Records shown:

# # # # # # #

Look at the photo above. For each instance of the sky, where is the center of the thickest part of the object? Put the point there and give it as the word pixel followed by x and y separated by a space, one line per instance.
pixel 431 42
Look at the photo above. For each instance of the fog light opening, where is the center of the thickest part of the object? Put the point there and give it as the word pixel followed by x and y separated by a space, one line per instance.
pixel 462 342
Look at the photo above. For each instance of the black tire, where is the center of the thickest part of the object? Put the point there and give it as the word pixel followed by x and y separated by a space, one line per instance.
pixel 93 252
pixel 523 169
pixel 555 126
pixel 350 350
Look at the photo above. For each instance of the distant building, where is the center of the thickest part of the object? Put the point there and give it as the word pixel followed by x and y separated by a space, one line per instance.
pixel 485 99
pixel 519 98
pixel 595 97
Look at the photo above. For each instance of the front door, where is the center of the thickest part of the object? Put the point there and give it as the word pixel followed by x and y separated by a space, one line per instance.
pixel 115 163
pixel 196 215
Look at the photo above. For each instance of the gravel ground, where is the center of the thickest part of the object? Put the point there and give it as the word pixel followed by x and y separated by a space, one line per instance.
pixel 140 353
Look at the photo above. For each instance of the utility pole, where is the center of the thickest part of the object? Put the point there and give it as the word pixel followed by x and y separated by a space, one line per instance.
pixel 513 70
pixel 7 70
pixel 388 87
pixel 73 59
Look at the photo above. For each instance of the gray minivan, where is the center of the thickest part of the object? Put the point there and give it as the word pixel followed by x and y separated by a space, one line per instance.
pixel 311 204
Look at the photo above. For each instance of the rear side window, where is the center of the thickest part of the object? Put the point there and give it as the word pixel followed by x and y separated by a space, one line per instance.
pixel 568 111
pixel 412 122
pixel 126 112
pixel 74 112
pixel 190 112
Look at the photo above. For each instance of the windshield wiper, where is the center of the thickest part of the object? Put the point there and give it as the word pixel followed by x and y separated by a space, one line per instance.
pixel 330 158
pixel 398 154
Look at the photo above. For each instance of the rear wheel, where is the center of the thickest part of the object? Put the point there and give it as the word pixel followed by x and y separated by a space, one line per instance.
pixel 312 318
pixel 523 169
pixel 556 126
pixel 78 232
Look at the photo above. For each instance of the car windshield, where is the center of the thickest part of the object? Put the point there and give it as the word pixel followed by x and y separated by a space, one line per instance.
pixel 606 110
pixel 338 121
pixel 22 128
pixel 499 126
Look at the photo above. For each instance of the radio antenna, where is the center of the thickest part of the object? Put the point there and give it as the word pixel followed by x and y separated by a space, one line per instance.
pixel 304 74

# # # # # # #

What is expected: Reproduce the data shown above exactly, including every line.

Solved problem:
Look at the photo above. For each instance of the sky, where is the center of the thickest part of the object? Put the point there and give it as the word pixel followed by x and y separated by a space, one line per instance.
pixel 431 42
Look at the photo above. For each instance of the fog light opening, where is the center of the thickest part of the object? Put the point there and give it as the word pixel followed by x and y separated by a space, one line per instance.
pixel 462 342
Look at the photo above. For each instance of the black tire, where is the center of the thickest part of the object? Put the point there and give it as the word pixel followed by x and y separated by a space, one line per instance.
pixel 93 252
pixel 523 169
pixel 555 126
pixel 350 350
Look at the photo above. For each instance of the distant building, where is the center of the thickest part of the object? Put the point there and give it as the word pixel followed by x and y separated by a space, one line per instance.
pixel 485 99
pixel 519 98
pixel 595 97
Look at the photo above. For each instance of the front door, where is the center of the thickest part of the object? Put the point there and give it as the word pixel followed by x and y separated by a space, one line per instance.
pixel 115 163
pixel 196 215
Look at the photo above. For each instance of the gravel ground, where is the center of the thickest part of the object? Put the point there and give it as the word pixel followed by x and y separated by a space, one line per instance.
pixel 140 353
Look at the photo above. For each instance of the utility pole, where is the center of the thickest part of the object? Put the point there and give it as the word pixel followed by x and y separated by a space, one line per instance.
pixel 513 70
pixel 7 70
pixel 388 87
pixel 73 59
Look at the photo above. For each instance of the gray minivan, where is the center of the thickest part of the object? Put the point there and give it as the word pixel followed by x and y separated by a space, one line per instance.
pixel 311 204
Look at the photo above. For each instance of the rear side window, where is the center of the thickest part of the object? Put the point there and give it as the word pixel followed by x and y separated by a space, one line per instance.
pixel 568 111
pixel 412 122
pixel 126 112
pixel 74 112
pixel 190 112
Look at the photo above. For each instance of the windshield wiper, where is the center of the thickest part of the object? Put the point there and give it as the word pixel followed by x and y separated by a space, one line per instance.
pixel 330 158
pixel 398 154
Look at the photo above. For each instance of the rear wheel, where is the center of the thickest part of the object? Put the point there and give it as the word pixel followed by x and y separated by a space, one line per instance.
pixel 312 318
pixel 523 169
pixel 556 126
pixel 78 232
Look at the photo above. For each instance of the car windshield, where is the center of the thickest part of the object? Put the point there and give it as the word pixel followed by x and y separated by a space, one line per instance.
pixel 606 110
pixel 338 121
pixel 22 128
pixel 499 126
Look at the photo above. For each instance of the radio antenna, where is the center of the thickest part of the object? Put the point there and give it as the word pixel followed by x and y separated by a space, one line per instance.
pixel 304 74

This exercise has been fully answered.